**WHAT YOU SHOULD DO**
Reproduce all of the data, making sure that no line differs from the original.

##### MATERIAL SHOWN #####

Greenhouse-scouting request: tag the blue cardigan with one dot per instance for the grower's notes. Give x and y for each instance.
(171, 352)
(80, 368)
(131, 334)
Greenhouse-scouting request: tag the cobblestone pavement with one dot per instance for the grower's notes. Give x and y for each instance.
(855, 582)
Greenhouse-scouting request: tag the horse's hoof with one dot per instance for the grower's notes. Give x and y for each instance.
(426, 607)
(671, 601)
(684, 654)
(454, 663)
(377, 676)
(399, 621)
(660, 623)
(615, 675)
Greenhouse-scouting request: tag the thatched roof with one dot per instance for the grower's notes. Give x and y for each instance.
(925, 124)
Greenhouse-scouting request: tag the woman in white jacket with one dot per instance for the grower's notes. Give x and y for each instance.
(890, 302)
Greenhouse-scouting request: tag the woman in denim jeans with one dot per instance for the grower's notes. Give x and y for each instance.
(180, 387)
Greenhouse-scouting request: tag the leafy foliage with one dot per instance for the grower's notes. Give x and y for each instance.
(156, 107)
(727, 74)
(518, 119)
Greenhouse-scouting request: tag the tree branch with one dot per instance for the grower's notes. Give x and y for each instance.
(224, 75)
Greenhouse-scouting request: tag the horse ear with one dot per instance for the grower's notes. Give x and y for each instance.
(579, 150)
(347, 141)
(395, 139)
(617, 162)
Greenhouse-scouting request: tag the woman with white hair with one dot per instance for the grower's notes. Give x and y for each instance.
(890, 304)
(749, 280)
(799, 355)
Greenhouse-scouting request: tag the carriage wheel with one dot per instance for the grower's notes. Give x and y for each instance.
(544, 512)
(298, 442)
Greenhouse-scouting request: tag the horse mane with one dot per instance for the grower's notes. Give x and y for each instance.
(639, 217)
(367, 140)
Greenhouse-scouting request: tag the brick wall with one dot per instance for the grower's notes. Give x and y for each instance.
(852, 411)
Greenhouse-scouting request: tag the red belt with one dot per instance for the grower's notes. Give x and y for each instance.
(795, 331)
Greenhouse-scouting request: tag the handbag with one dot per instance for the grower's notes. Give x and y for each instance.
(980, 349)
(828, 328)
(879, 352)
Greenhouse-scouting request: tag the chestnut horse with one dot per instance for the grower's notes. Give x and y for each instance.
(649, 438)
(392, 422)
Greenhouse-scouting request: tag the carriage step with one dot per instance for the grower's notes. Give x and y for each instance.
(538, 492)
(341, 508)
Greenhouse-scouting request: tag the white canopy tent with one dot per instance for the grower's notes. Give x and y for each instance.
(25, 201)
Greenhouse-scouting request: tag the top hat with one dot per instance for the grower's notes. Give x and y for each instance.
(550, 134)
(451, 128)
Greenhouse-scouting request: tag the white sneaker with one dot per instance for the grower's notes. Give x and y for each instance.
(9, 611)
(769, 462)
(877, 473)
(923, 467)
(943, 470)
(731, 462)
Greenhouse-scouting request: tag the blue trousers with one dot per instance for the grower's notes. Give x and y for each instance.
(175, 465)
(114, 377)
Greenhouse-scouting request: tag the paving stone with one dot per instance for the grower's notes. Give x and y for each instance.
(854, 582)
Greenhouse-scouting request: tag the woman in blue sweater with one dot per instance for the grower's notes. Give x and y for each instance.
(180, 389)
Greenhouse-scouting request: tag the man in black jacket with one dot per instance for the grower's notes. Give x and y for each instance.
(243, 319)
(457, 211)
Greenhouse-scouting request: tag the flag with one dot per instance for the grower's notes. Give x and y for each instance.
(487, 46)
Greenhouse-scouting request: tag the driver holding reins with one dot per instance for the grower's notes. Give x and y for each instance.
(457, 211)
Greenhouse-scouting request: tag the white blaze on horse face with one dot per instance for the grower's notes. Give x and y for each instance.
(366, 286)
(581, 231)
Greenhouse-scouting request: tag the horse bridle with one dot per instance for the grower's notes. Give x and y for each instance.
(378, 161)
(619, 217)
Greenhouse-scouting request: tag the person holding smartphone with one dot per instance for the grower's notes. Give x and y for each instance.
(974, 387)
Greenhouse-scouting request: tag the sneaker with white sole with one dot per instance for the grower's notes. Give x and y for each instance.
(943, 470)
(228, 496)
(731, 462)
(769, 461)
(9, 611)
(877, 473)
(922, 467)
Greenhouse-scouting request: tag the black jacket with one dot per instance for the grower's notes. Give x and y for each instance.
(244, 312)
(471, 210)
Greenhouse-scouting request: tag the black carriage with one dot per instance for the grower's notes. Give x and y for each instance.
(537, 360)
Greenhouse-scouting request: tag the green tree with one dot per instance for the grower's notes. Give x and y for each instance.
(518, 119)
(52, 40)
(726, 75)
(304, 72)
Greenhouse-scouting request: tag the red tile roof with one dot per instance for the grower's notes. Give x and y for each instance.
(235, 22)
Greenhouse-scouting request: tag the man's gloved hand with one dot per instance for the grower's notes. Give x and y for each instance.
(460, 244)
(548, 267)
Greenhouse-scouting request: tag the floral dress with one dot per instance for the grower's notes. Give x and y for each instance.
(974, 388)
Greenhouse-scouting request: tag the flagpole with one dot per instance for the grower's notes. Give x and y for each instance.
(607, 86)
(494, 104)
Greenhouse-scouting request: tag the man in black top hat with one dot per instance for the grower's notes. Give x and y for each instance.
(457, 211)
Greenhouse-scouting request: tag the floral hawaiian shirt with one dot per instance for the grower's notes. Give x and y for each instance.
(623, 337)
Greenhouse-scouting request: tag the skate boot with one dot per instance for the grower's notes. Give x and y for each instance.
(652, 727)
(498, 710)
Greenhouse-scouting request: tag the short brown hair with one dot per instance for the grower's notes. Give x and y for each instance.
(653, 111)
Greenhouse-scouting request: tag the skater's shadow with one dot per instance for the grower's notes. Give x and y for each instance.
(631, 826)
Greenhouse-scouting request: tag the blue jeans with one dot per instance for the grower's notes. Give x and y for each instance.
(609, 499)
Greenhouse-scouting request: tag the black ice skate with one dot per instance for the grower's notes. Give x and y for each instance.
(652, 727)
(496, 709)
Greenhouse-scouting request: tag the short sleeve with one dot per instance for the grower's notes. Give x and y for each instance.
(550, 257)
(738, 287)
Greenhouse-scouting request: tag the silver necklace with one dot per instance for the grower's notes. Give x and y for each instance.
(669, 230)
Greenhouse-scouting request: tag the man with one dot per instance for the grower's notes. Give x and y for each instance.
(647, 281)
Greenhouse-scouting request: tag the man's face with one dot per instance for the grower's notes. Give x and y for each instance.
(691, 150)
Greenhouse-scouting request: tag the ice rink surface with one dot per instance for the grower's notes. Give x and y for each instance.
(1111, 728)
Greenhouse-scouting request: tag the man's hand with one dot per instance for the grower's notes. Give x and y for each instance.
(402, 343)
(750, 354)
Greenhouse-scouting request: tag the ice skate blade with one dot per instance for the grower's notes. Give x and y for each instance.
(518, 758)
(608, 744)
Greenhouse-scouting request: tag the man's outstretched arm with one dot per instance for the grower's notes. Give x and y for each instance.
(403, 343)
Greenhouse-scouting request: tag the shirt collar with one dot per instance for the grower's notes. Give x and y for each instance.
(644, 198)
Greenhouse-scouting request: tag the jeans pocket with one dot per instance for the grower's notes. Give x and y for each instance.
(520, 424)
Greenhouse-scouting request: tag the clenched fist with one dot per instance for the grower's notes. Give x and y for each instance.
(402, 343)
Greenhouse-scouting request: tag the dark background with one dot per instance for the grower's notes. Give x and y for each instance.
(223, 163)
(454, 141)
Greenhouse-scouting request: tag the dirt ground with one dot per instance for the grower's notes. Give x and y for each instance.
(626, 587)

#####

**SOLUTION TO THIS PROBLEM**
Greenhouse-scouting request: tag the blue cardigan with one dot per instance for the grower's notes. Give x and y for each instance.
(171, 352)
(80, 368)
(131, 334)
Greenhouse-scouting request: tag the cobblestone pavement with one dot per instance for the grower's notes. Give x and y for each instance.
(855, 582)
Greenhouse-scouting request: tag the horse's hoof with one dot per instance for the grower's notes. Give x and y for each instance.
(426, 607)
(671, 601)
(684, 654)
(454, 663)
(377, 676)
(399, 621)
(660, 623)
(615, 675)
Greenhouse-scouting request: tag the thatched roof with one dot per instance for the grower's notes. Give x and y for each instance.
(925, 124)
Greenhouse-scouting request: tag the woman in white jacket with one dot per instance for the grower's notes. Give x and y for each instance.
(890, 302)
Greenhouse-scouting request: tag the woman in denim jeans with one dot per instance for the grower's notes. Give x and y for each instance.
(180, 387)
Greenhouse-scouting request: tag the leafy foliage with one dot per instance for the grower's notes. Give x and y for each instance.
(156, 107)
(727, 74)
(518, 119)
Greenhouse-scouting request: tag the tree branch with one dot per instance for the grower's notes. Give x and y for each instance.
(224, 75)
Greenhouse-scouting request: tag the horse ear with one dot per instance for the grower's notes. Give x and y for each instance.
(579, 150)
(347, 141)
(395, 139)
(617, 162)
Greenhouse-scouting request: tag the woman with white hair with one dot per instance for the grower's notes. Give x and y for each instance.
(890, 304)
(749, 280)
(799, 355)
Greenhouse-scouting request: tag the carriage wheel with one dot per instance for the grower's notes. Give x and y for each instance.
(544, 512)
(298, 442)
Greenhouse-scouting request: tag the horse mane with one dot per instance for the grower's notes. Give x and y for each instance.
(639, 217)
(367, 140)
Greenhouse-scouting request: tag the brick wall with one dot per instance for the grower's notes. Give x and y for each instance.
(852, 411)
Greenhouse-scouting request: tag the red belt with one dot per instance for the grower's notes. Give x and y for each instance.
(795, 331)
Greenhouse-scouting request: tag the handbag with one dot per instance for the grower's notes. Give x and y for each instance.
(980, 349)
(828, 328)
(879, 352)
Greenhouse-scouting request: tag the chestnut horse with one dot per instance for the grower's notes. Give x and y for each instance.
(649, 438)
(392, 422)
Greenhouse-scouting request: tag the carriage step with one dot per instance for the grower's notes. Give x and y for each instance.
(538, 492)
(341, 508)
Greenhouse-scouting request: tag the white canopy tent with one dot per instance for the grower's notes. Give x and y for each instance.
(25, 201)
Greenhouse-scouting request: tag the top hat with one dot per instance for the grower's notes. Give x and y for each instance.
(550, 134)
(451, 128)
Greenhouse-scouting request: tag the white sneaker with one dot per instance for the grower's notes. Give x and y for each instance.
(9, 611)
(769, 462)
(877, 473)
(923, 467)
(943, 470)
(731, 462)
Greenhouse-scouting request: tag the blue trousers with one dot per instance for the grower's notes. Give x and y for each instance.
(175, 465)
(114, 377)
Greenhouse-scouting request: tag the paving stone with one dot per instance for the grower's notes. Give x and y for each instance.
(854, 582)
Greenhouse-scouting request: tag the woman in blue sweater with one dot per instance for the grower's notes. Give x and y for each instance.
(180, 389)
Greenhouse-scouting request: tag the man in black jacket with one dot per instance for the grower's notes. Give x and y for each instance.
(243, 319)
(457, 211)
Greenhouse-scouting request: tag the flag with one dot per instance for the grower's notes. Give x and y for each instance.
(487, 46)
Greenhouse-scouting request: tag the driver holding reins with one dot per instance for the grower's notes. Give x and y for each instance.
(457, 211)
Greenhouse-scouting request: tag the white blaze on horse face with one dot per instance for the grower's notes. Give x and y for each instance.
(366, 286)
(581, 231)
Greenhouse-scouting request: tag the horse bridle with one dot per instance for the grower's notes. Give x and y for each instance.
(378, 161)
(619, 217)
Greenhouse-scouting request: tag the person holding smartphone with one dot per instance for the grower's notes. Give x and y for each instance.
(974, 387)
Greenhouse-scouting request: tag the sneaker with white sole with one dot per instance for the grower's notes. Give x and y for each instance.
(943, 470)
(228, 496)
(731, 462)
(769, 461)
(9, 611)
(877, 473)
(922, 467)
Greenhouse-scouting request: tag the black jacket with one dot per instance for the grower's notes. Give x and y for each instance.
(244, 312)
(471, 210)
Greenhouse-scouting request: tag the black carriage with one dot per instance for the grower's notes. Give x and y for each instance.
(537, 360)
Greenhouse-scouting request: tag the green tree with one dot per instance for the grower's notes. Give x and y for each instance.
(518, 119)
(52, 40)
(726, 75)
(304, 72)
Greenhouse-scouting request: tag the red tile roof with one dot per instance for the grower's notes. Give x and y for each instance.
(235, 22)
Greenhouse-scouting request: tag the man's gloved hand with one dot per instance for the grower's notes. Give x and y for each instance.
(460, 244)
(548, 267)
Greenhouse-scouting request: tag the floral dress with one dot per instance for the grower's notes. Give x and y for each instance.
(974, 388)
Greenhouse-scouting request: tag the flagpole with one dot per instance for the grower's notes. Give x and y for each instance.
(607, 86)
(494, 104)
Greenhouse-scouting request: tag the man in black top hat with one dot per instance for the grower's notes. Give x and y for each instance.
(457, 211)
Greenhouse-scouting request: tag the floral hawaiian shirt with one dot per instance for the grower's notes. Give x and y for each instance.
(623, 337)
Greenhouse-scouting request: tag the skate boot with one dot per instance for the grower's notes. Give x and y for each instance.
(652, 727)
(498, 710)
Greenhouse-scouting request: tag the short brown hair with one dot per instance for the grower's notes. Give x and y for each instance.
(653, 111)
Greenhouse-scouting request: tag the skater's shadow with one dot per instance for the grower's notes. Give x and y for each instance.
(631, 826)
Greenhouse-scouting request: tag the blue jeans with one dot per instance for the grower's notes. Give x and y for each instance.
(609, 499)
Greenhouse-scouting request: tag the black ice skate with one dot per instance for the grower's notes. Give x and y for each instance.
(652, 727)
(496, 709)
Greenhouse-scouting request: tag the short sleeve with one dot per instance for the grower's notes. Give x and y for each instance.
(550, 257)
(738, 287)
Greenhouse-scouting request: tag the silver necklace with one dot per instance for the grower's notes. Give x and y for each instance.
(669, 230)
Greenhouse-scouting request: tag the man with one dot per instance for the grower's notes. Give x and y for each instance.
(647, 281)
Greenhouse-scouting request: tag the man's face with one dot per instance for the grower's notes. Give x and y for each instance.
(691, 150)
Greenhouse-scouting request: tag the ice rink surface with one dot per instance for the grower's notes. Give x and y for each instance.
(1111, 728)
Greenhouse-scouting request: tag the man's hand with one dot per instance for the grower's notes. Give x and y for each instance.
(402, 343)
(750, 354)
Greenhouse-scouting request: tag the ice skate blade with one dot per instance for the grower's notes. Give x and y for each instance.
(518, 758)
(608, 744)
Greenhouse-scouting request: tag the man's outstretched arm with one dot per instance for the grower's notes. Give x and y for each instance.
(403, 343)
Greenhouse-scouting request: tag the shirt collar with one dot per instance for the grower's notes. Give x and y for each instance.
(644, 198)
Greenhouse-scouting request: tag the jeans pocket with one dot per instance for the grower's notes. Give x and y for each instance.
(520, 424)
Greenhouse-scouting request: tag the clenched fist with one dot per instance for the grower's notes. Give x and y for each instance.
(402, 343)
Greenhouse-scouting request: tag the dark background with one dot per instance for the grower's notes. Give x and y for each instance.
(223, 163)
(454, 141)
Greenhouse-scouting request: tag the dirt ground with one dot per instance for the grower's notes. Give x and y for each instance.
(626, 587)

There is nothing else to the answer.